[[ RECORDS FOR THIS EXERCISE, beginning ]]

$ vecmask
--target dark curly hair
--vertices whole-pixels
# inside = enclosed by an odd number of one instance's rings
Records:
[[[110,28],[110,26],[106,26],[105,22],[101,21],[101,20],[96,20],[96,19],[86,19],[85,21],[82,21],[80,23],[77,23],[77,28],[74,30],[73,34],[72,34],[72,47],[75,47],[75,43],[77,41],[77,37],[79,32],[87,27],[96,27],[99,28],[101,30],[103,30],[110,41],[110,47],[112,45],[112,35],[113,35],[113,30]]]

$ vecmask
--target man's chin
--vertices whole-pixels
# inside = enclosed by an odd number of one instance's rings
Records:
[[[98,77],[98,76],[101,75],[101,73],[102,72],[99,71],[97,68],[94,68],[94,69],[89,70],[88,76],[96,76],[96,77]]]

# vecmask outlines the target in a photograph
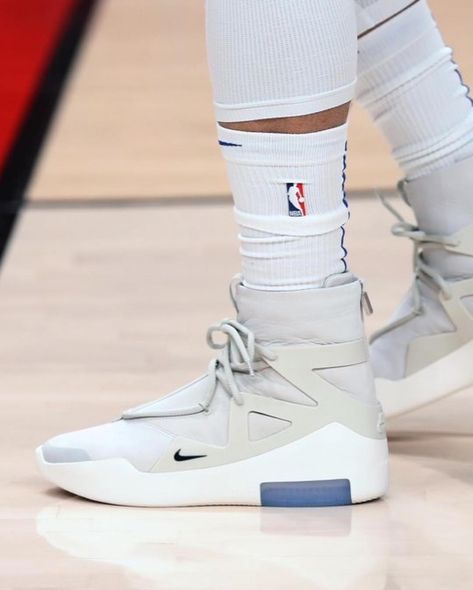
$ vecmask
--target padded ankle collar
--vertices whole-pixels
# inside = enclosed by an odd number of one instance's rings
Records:
[[[336,343],[363,337],[362,286],[345,285],[300,291],[236,289],[238,321],[261,344]]]

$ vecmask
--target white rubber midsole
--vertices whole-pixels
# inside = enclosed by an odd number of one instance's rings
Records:
[[[399,416],[473,384],[473,341],[398,381],[376,379],[376,394],[388,418]]]
[[[138,471],[125,459],[48,463],[50,481],[79,496],[127,506],[260,505],[260,485],[348,479],[353,503],[381,497],[388,486],[385,439],[333,423],[293,443],[242,461],[165,473]]]

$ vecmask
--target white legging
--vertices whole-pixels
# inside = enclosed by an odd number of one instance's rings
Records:
[[[207,0],[218,121],[306,115],[352,100],[357,34],[412,0]]]

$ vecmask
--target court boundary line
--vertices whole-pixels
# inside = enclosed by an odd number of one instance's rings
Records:
[[[383,195],[395,197],[398,193],[393,188],[382,190]],[[348,199],[374,199],[375,191],[353,190],[348,191]],[[230,194],[226,195],[182,195],[160,197],[71,197],[71,198],[47,198],[39,197],[25,202],[28,209],[129,209],[140,207],[202,207],[202,206],[227,206],[232,205]]]

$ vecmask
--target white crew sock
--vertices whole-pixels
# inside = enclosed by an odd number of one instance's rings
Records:
[[[468,88],[425,0],[363,36],[358,57],[358,98],[409,180],[473,155]]]
[[[208,0],[219,122],[321,112],[353,97],[352,0]],[[346,270],[346,126],[319,133],[218,127],[240,226],[247,287],[320,287]]]
[[[347,269],[347,127],[286,135],[218,128],[240,225],[244,284],[320,287]]]

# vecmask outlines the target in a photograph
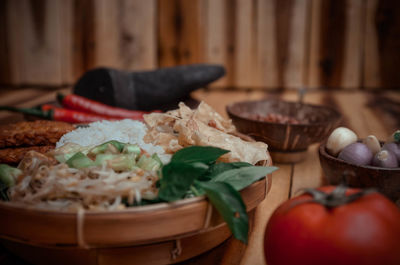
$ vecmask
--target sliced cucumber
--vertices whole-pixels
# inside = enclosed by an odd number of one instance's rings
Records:
[[[94,166],[95,163],[92,159],[84,155],[82,152],[74,154],[70,159],[65,162],[69,167],[72,168],[86,168]]]
[[[155,171],[160,169],[162,166],[162,163],[160,162],[161,161],[159,161],[159,159],[157,160],[155,158],[142,155],[137,162],[137,166],[143,170]]]

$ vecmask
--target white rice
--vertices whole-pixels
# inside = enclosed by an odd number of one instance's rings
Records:
[[[81,146],[95,146],[107,141],[116,140],[122,143],[137,144],[150,155],[157,153],[165,164],[171,159],[171,155],[165,154],[161,146],[147,144],[143,141],[147,127],[144,123],[134,120],[97,121],[90,123],[88,127],[81,127],[64,134],[57,142],[56,147],[66,143],[75,143]]]

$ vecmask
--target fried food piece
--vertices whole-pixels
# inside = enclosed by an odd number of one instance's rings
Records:
[[[24,174],[21,175],[22,178],[18,178],[17,182],[20,182],[24,175],[33,174],[41,166],[49,167],[57,164],[57,160],[54,157],[45,153],[46,152],[40,153],[35,150],[30,150],[23,156],[21,162],[18,164],[18,168],[21,169]]]
[[[224,162],[270,163],[267,144],[239,137],[232,121],[204,102],[196,110],[180,103],[179,109],[143,117],[148,127],[143,140],[162,146],[166,153],[191,145],[215,146],[230,150],[220,158]]]
[[[0,163],[18,164],[29,151],[46,153],[54,148],[54,145],[43,145],[0,149]]]
[[[1,125],[0,148],[55,145],[61,136],[74,129],[69,123],[47,120]]]
[[[255,165],[259,161],[269,160],[267,144],[244,141],[195,119],[177,120],[174,130],[179,133],[179,144],[182,146],[215,146],[230,150],[219,158],[223,162],[242,161]]]

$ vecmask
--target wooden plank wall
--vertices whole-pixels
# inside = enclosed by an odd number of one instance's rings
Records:
[[[1,0],[0,85],[219,63],[238,89],[399,88],[397,0]]]

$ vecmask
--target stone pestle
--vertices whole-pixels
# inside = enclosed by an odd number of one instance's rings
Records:
[[[74,93],[107,105],[137,110],[168,109],[225,74],[221,65],[192,64],[154,71],[96,68],[75,84]]]

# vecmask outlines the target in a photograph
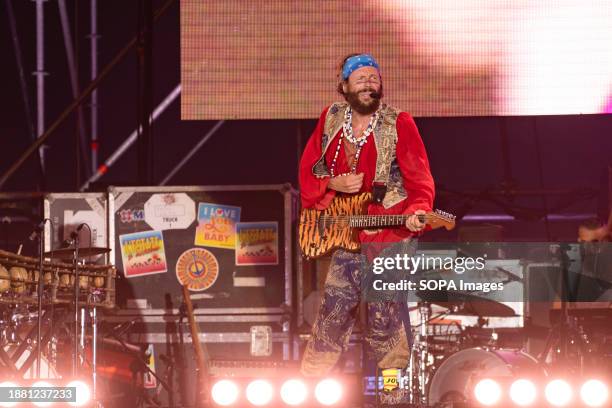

[[ RECORDS FOR THIS EXERCISE, end ]]

◆ **TASK TO CARRY OUT**:
Return exactly the lines of the data, beginning with the first and ending with the line containing "--target white rubber midsole". Skip the pictures.

◆ **RESULT OF THE TASK**:
$ vecmask
--target dark curly hair
--vertices whole-pixels
# inside = enclosed by an odd number of one instance's rings
Records:
[[[110,28],[110,26],[106,26],[105,22],[101,21],[101,20],[96,20],[96,19],[86,19],[85,21],[82,21],[80,23],[77,23],[77,28],[74,30],[73,34],[72,34],[72,47],[75,47],[75,43],[77,41],[77,37],[79,32],[87,27],[96,27],[99,28],[101,30],[103,30],[110,41],[110,47],[112,45],[112,35],[113,35],[113,30]]]

$ vecmask
--target man's chin
--vertices whole-pixels
# inside = enclosed by an odd number of one instance's rings
Records:
[[[98,77],[98,76],[101,75],[101,73],[102,72],[99,71],[97,68],[94,68],[94,69],[89,70],[88,76],[96,76],[96,77]]]

# vecmask outlines the target in a photograph
$ vecmask
--target padded ankle collar
--vertices whole-pixels
# inside = enclosed by an odd number of one instance's rings
Records:
[[[336,343],[363,337],[362,286],[345,285],[300,291],[236,289],[238,321],[261,344]]]

$ vecmask
--target white rubber midsole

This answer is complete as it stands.